#### [Reading passage]
>> Begin
Guest Post: Kat Kennedy on Her Top Eight Expectations for BEA Next Year

Posted August 21, 2013 by Kara in Guest Post / 19 Comments

Today on Great Imaginations, Lyn and I are lucky enough to have one of our most brilliant friends, blogging superstar, Kat Kennedy! I don’t know about you guys, but when I think about book blogs, Cuddlebuggery is one of the first that always pops into my head. What they do over there is make you laugh, and today is  no different. 

So I present to you…
Kat Kennedy’s Top Eight Expectations for BEA Next Year
So here I am, at Kara and Lyn’s place.  Let me tell you, it is NICE.  I don’t usually get let out much.  Steph might loosen the shackles once or twice a day so I can creep closer to the sliver of sunlight that shines into my cell.  But, I show up here and they give me sandwiches!  Can I just say, so much better than the bucket of fish heads Steph gives me. 
So, I’m heading to BEA next year for the first time.  I’m excited.  I wouldn’t exactly say I’m like expecting a parade in my honour, or to ride a magical unicorn through a rainbow made of gummi bears.  I mean, it would be nice, okay?  Like, really nice.  I won’t say no if someone manages that.  But the expectations I do have, I hold fondly to my heart.  And here they are, in case, ya know, someone wants to make them happen.

1. I want to meet all of you.  ALL OF YOU!
My greatest fear about BEA is that I’m going to show up, walk into the club and be like, “What up?  I got a big cock!”
Caption: Never go anywhere without it.

And then I’ll be sitting in a corner by myself with no one to talk to. The thing I’m most excited about at BEA is meeting all these wonderful bloggers in person, especially since I’ve been visiting your blogs and rubbing myself against them to leave my scent so you’ll know I’ve been there. All that jazz. And most of all, I must meet Steph! Even if that means she immediately decides she never wants to speak or hear from me again! I MUST MEET HER! 
I think if I don’t meet every blogger there at least once, then I will officially cry.
>> End
#### [Dataset entries]
>> Begin
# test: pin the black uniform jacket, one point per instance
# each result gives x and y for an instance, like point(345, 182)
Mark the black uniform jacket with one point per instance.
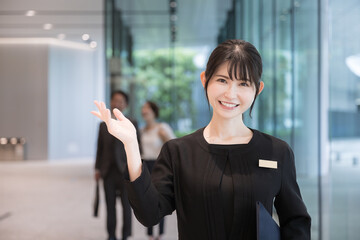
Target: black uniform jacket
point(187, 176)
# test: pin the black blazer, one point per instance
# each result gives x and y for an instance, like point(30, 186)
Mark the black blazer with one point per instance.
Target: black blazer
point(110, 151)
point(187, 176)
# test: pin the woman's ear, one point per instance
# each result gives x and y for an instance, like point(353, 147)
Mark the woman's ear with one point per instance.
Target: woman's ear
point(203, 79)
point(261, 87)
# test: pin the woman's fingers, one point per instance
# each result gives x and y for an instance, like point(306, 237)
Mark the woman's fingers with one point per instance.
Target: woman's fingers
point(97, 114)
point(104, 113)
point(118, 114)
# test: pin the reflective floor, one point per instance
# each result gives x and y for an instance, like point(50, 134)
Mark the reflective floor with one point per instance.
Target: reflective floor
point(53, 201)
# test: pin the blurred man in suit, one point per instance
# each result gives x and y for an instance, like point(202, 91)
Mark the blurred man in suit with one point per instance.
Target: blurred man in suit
>> End
>> Begin
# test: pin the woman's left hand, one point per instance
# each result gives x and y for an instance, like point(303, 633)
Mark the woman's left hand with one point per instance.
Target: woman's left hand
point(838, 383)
>> End
#### [Given instruction]
Please copy the stretch of the guest post from "My greatest fear" through "will officially cry.". Rely on the guest post alone, not on the lines.

#### [Result of the task]
My greatest fear about BEA is that I’m going to show up, walk into the club and be like, “What up?  I got a big cock!”
Caption: Never go anywhere without it.

And then I’ll be sitting in a corner by myself with no one to talk to. The thing I’m most excited about at BEA is meeting all these wonderful bloggers in person, especially since I’ve been visiting your blogs and rubbing myself against them to leave my scent so you’ll know I’ve been there. All that jazz. And most of all, I must meet Steph! Even if that means she immediately decides she never wants to speak or hear from me again! I MUST MEET HER! 
I think if I don’t meet every blogger there at least once, then I will officially cry.